- **TASK BRIEF**: Repeat the data that follows, word for word, without the images.

- **MATERIAL FOR THIS TASK**:
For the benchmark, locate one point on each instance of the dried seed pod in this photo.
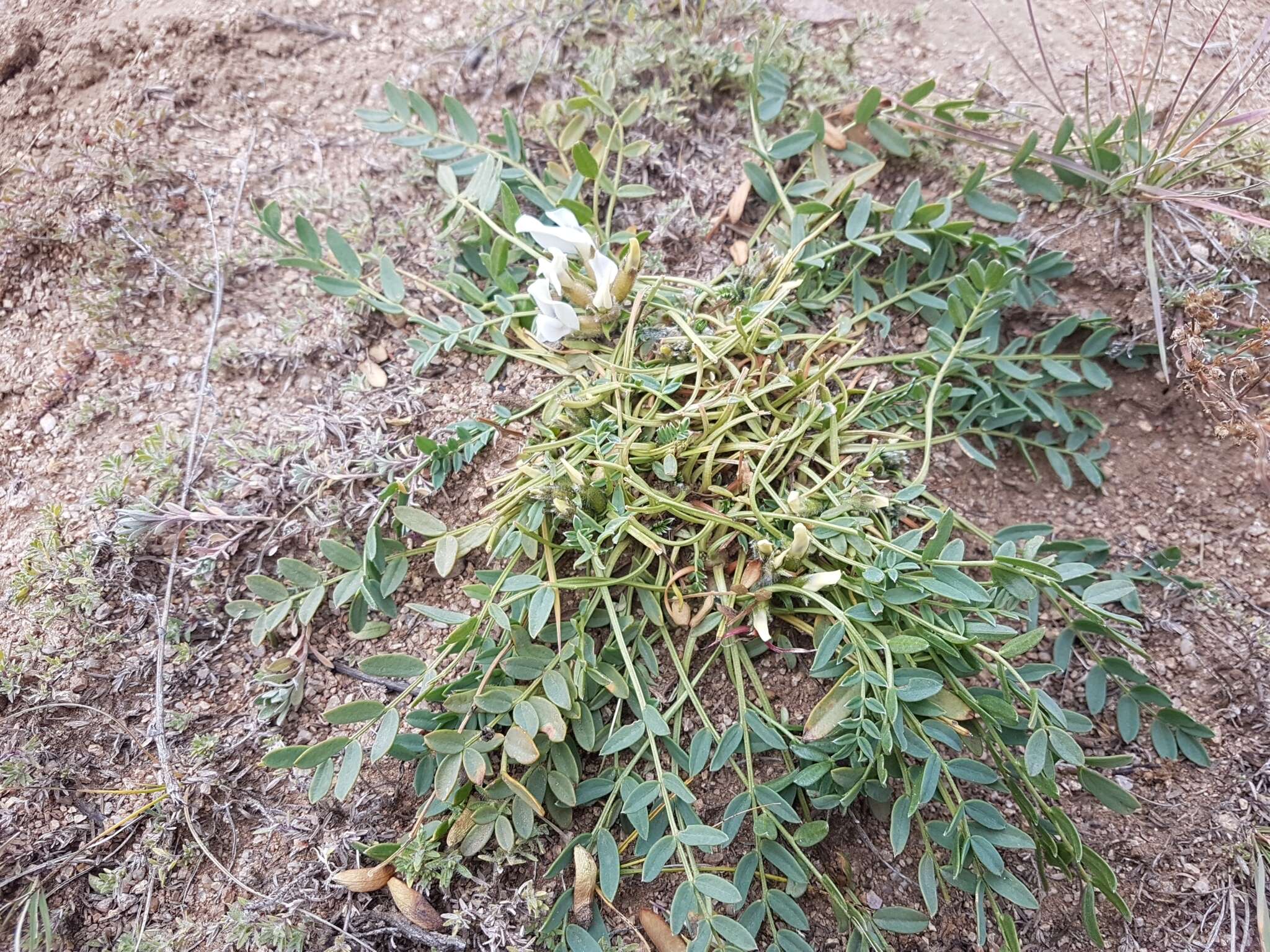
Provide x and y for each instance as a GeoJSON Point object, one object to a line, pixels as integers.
{"type": "Point", "coordinates": [584, 886]}
{"type": "Point", "coordinates": [833, 136]}
{"type": "Point", "coordinates": [659, 933]}
{"type": "Point", "coordinates": [459, 829]}
{"type": "Point", "coordinates": [678, 611]}
{"type": "Point", "coordinates": [366, 879]}
{"type": "Point", "coordinates": [414, 907]}
{"type": "Point", "coordinates": [737, 203]}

- **TASK ANSWER**:
For the benchmark, locate one point on each instance of the dried seed pod in this photo.
Provide x and y for each instance as a GeoJSON Point object, one object to a line, pixels as integers.
{"type": "Point", "coordinates": [584, 886]}
{"type": "Point", "coordinates": [833, 136]}
{"type": "Point", "coordinates": [659, 933]}
{"type": "Point", "coordinates": [459, 829]}
{"type": "Point", "coordinates": [678, 611]}
{"type": "Point", "coordinates": [366, 879]}
{"type": "Point", "coordinates": [414, 907]}
{"type": "Point", "coordinates": [737, 203]}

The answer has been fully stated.